··· Exercise input ···
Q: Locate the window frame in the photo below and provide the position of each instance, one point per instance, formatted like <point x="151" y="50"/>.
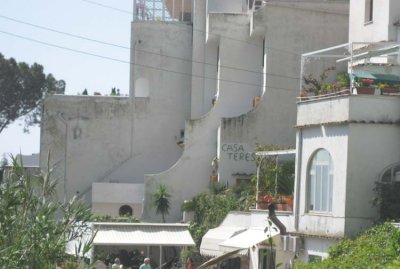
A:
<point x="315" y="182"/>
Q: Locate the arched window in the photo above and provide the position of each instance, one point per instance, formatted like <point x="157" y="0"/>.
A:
···
··· Exercise input ···
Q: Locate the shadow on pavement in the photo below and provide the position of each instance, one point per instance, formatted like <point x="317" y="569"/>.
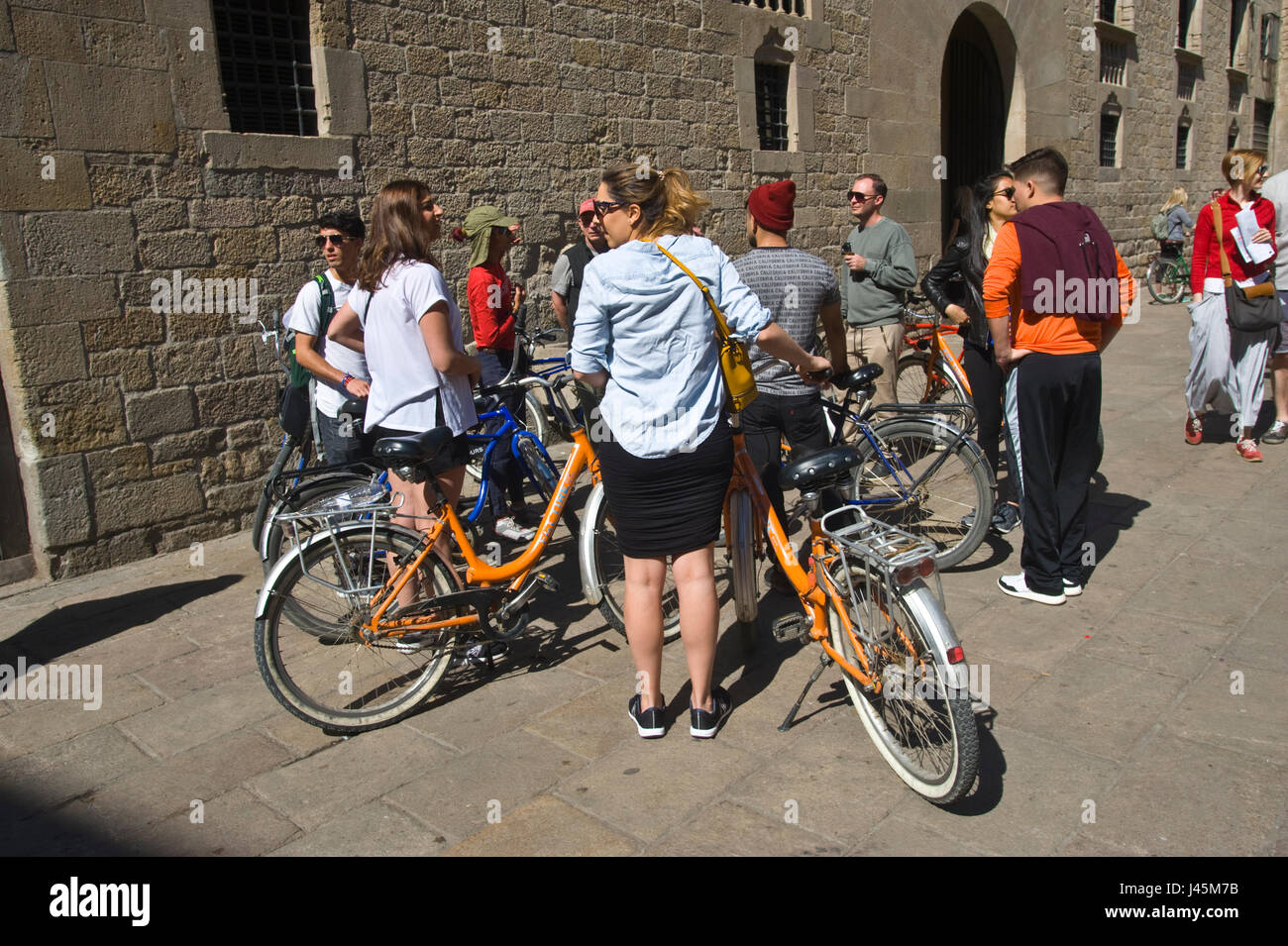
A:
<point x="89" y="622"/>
···
··· Exercise input ···
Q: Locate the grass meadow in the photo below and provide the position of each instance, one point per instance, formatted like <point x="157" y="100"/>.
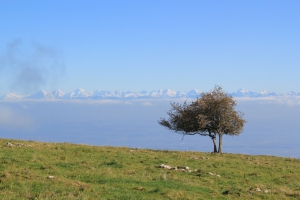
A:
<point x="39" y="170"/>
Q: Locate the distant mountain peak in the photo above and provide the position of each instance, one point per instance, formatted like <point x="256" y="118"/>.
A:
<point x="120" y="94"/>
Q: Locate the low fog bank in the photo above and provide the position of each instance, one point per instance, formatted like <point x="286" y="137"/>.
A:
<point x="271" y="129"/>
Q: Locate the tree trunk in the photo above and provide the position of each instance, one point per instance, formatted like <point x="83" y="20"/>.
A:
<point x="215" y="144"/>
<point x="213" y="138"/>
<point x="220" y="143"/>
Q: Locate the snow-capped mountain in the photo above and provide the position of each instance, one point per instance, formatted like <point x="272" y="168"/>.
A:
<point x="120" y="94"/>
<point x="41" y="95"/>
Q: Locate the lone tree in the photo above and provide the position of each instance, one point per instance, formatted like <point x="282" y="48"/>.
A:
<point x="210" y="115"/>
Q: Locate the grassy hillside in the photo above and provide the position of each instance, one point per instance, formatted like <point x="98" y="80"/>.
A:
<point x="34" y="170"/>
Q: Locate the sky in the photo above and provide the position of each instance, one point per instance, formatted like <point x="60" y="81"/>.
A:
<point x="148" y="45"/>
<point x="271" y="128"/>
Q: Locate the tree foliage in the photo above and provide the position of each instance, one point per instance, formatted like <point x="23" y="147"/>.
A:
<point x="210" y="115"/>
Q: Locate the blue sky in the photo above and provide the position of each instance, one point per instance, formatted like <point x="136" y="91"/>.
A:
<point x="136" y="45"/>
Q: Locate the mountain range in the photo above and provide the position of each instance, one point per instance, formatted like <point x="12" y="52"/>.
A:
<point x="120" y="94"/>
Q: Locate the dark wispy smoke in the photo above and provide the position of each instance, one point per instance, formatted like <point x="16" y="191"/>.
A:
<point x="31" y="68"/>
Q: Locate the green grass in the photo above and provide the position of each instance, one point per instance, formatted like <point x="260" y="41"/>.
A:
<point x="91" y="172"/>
···
◆ Written instruction:
Collect every line of the material above that contains the string "mountain", copying each one in full. Treat case as significant.

◆ Complete response:
Q: Locate the distant mountain peak in the photo above and provide the position of each instance, one point per instance, formatted like <point x="256" y="118"/>.
Q: Locate the snow-capped mountain in the photo above and provide the position of each instance, one point per instance, formatted like <point x="272" y="168"/>.
Q: Locate the mountain range in the photo above and provide the position of each instance, one point per instance, formatted like <point x="12" y="52"/>.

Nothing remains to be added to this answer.